=== PAGE ===
Z80 Simulator does what it says - it's a Z80 simulator that will test your code, performing any actions that the program carries out, without actually executing any instructions.

Obviously it's no use simulating code without any indication of what's going on. So wodges of information appear to guide you through your steps. The registers, disassembled instructions, and other valuable information is displayed at all times.

The Simulator is basically a machine code monitor, albeit a powerful one. The mam difference is that it allows you to use the whole of memory to test your programs. The traditional limitation of monitors is that they require a certain amount of memory to reside in. When examining a program that has been written by someone else - or even one of your own - it can be difficult to decide where to locate the monitor where it won't get overwritten.

Z80 Simulator isn't affected by these problems. The code is actually stored in the alternate memory banks in the 128K machines, and pulls out the bits of code as it needs them. The user doesn't have to worry where the code lies at all. In fact the whole thing is very clever. All memory operations are earned in the extra memory banks. It is indeed a simulation. as the main memory remains uneffected by the program's actions!

Stuck? The help screen lists all the instructions and what they do. The more common commands are accessed with a single keypress, while extended commands are prefixed with an 'X'.

You're in command

When the program's first run, a help screen is displayed, showing all the available commands. Should you get stuck, pressing the H key will remind you what's available.

Most commands are available at a single keypress. These are the commonly used ones. Other, less frequently used functions, are known as the extended commands. These are accessed by first pressing X. followed by the keypress This allows all the functions to have reasonably logical names, and also acts as a safeguard - loading a block of code is an extended command, so you won't accidentally overwrite the program you've been tracing for hours.
=== GIVEN INFORMATION ===
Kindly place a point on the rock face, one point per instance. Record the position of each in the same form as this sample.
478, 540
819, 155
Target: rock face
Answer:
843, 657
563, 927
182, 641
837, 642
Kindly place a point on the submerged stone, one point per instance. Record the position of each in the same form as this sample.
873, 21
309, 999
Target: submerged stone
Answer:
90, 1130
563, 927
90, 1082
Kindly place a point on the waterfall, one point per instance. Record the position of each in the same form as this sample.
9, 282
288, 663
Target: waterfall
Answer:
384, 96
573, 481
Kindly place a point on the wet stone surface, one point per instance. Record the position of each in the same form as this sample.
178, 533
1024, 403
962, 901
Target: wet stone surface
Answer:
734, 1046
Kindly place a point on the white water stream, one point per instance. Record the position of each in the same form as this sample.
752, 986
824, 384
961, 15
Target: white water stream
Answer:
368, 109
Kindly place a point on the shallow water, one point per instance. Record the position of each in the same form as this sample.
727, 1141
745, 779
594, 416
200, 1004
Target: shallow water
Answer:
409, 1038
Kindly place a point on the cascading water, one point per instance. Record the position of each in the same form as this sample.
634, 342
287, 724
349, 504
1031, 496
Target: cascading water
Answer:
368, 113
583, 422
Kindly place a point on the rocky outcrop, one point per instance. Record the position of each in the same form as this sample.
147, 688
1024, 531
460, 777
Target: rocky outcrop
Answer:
===
=== GIVEN INFORMATION ===
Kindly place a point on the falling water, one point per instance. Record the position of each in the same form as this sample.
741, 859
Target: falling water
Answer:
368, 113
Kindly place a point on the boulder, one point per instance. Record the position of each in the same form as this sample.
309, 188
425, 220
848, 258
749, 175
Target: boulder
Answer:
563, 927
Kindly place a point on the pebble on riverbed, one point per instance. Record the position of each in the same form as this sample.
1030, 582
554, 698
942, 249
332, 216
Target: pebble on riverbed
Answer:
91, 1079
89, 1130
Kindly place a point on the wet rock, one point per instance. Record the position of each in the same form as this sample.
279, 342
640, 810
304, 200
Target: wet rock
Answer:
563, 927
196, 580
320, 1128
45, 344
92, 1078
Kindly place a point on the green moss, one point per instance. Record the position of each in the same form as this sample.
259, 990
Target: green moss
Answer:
===
**TASK BRIEF**
Answer these about the Z80 Simulator text:
(a) Where is the code stored on the 128K machines?
(b) Which key reminds you of the available commands?
(c) Which function is named as an example of an extended command?
The data is not needed for the work here.

**COMPLETE OUTPUT**
(a) In the alternate memory banks.
(b) The H key.
(c) Loading a block of code.